▶ **Quoted text**:
▬▬▬

Singapore Premier League
- Season: 2026–27
- Dates: 11 September 2026 – 16 May 2027

= 2026–27 Singapore Premier League =

Season of the Singapore Premier League

The 2026–27 Singapore Premier League is the ninth season of the Singapore Premier League under its current name and the 31st season of Singapore's professional top-flight football league. The season is scheduled to begin on 11 September 2026 and conclude on 16 May 2027.

Lion City Sailors are the defending champions, having won the 2025–26 Singapore Premier League. The club also won the 2025–26 Singapore Cup.

Eight clubs compete in the league. Albirex Niigata Singapore, which had progressively transitioned towards operating under the same regulations as locally based clubs, was renamed FC Jurong before the season. BG Tampines Rovers reverted to its traditional name, Tampines Rovers, following the conclusion of its partnership with BG Pathum United.

The season is played across two calendar years, with a mid-season interval between 29 November 2026 and 12 February 2027. The interval encompasses the 2027 AFC Asian Cup, which is scheduled to be held in Saudi Arabia from 7 January to 5 February 2027.

== Competition format ==

The eight clubs play a three-round round-robin tournament. Each club plays every other club three times, either twice at home and once away or once at home and twice away. Each club therefore plays 21 league matches, producing 84 matches across the season.

Clubs receive three points for a win, one point for a draw and no points for a defeat. Teams are ranked by total points, followed by goal difference, goals scored and number of wins.

Clubs register combined squads for the Singapore Premier League and Singapore Premier League 2. Each combined squad must contain between 36 and 50 players, including at least 25 Singaporean players.

In Singapore Premier League matches, clubs must field at least four Singaporean players and may field no more than seven foreign players at any time. In Singapore Premier League 2 matches, clubs must field at least six Singaporean players, at least four of whom must be under the age of 23.

Singapore does not operate automatic promotion and relegation between the Singapore Premier League and the lower levels of its domestic league system.

== Teams ==

Eight clubs compete in the league, unchanged from the 2025–26 season. All eight clubs also field developmental teams in the Singapore Premier League 2.

| Club | Position in 2025–26 | Primary home ground |
|---|---|---|
| Balestier Khalsa | 4th | Bishan Stadium |
| FC Jurong | 3rd | Jurong East Stadium |
| Geylang International | 5th | Our Tampines Hub |
| Hougang United | 6th | Bishan Stadium |
| Lion City Sailors | 1st | Jalan Besar Stadium |
| Tampines Rovers | 2nd | Our Tampines Hub |
| Tanjong Pagar United | 8th | Jurong East Stadium |
| Young Lions | 7th | Jalan Besar Stadium |

== Stadiums and locations ==

Fixtures may be transferred to other grounds because of scheduling, operational or stadium-availability requirements. The stadiums below are the principal home grounds designated for the season. Capacities are approximate and rounded to the nearest hundred.

▬▬▬

▶ **The task**:
Do these statements agree with the 2026–27 Singapore Premier League article above? 1. Each club plays 21 league matches. 2. The mid-season interval begins in January 2027. 3. In Singapore Premier League matches, clubs must field at least four Singaporean players. Answer yes or no to each, quoting the words that decide it.

▬▬▬

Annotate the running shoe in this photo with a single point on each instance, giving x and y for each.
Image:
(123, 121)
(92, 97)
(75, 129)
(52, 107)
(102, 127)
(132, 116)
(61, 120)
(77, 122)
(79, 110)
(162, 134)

▬▬▬

▶ **Answer to this problem**:
1. Yes: "Each club therefore plays 21 league matches"
2. No: "a mid-season interval between 29 November 2026 and 12 February 2027"
3. Yes: "clubs must field at least four Singaporean players"